**ACTION ITEM:** Within the records, which lines hold the string "door"? Report each one by copying it.

**INPUT RECORDS:**
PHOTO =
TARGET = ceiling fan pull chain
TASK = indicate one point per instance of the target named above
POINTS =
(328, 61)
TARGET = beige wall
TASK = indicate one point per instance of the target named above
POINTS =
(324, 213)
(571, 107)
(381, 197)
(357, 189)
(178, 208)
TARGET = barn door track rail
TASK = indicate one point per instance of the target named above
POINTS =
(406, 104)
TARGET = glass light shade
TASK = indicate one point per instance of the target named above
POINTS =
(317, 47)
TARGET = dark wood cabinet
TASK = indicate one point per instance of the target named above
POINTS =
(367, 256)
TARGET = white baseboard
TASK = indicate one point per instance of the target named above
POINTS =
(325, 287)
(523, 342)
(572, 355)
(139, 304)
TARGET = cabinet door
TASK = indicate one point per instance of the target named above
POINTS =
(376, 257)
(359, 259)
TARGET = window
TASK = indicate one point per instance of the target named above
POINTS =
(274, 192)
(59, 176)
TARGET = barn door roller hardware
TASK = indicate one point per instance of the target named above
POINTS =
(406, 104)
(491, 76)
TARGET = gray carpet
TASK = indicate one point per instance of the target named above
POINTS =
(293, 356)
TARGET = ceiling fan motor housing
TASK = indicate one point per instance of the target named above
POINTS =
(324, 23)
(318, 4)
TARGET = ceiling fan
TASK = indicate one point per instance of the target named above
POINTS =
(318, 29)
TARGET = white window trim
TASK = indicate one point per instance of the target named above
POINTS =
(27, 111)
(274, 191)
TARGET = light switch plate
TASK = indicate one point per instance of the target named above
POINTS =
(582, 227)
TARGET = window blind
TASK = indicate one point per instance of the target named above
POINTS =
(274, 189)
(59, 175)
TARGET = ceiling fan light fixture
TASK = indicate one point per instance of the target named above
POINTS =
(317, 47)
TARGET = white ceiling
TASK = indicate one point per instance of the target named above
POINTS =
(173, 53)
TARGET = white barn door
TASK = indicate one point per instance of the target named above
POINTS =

**EXERCISE OUTPUT:**
TARGET = barn door track rail
TARGET = cabinet door
TARGET = barn door roller hardware
TARGET = white barn door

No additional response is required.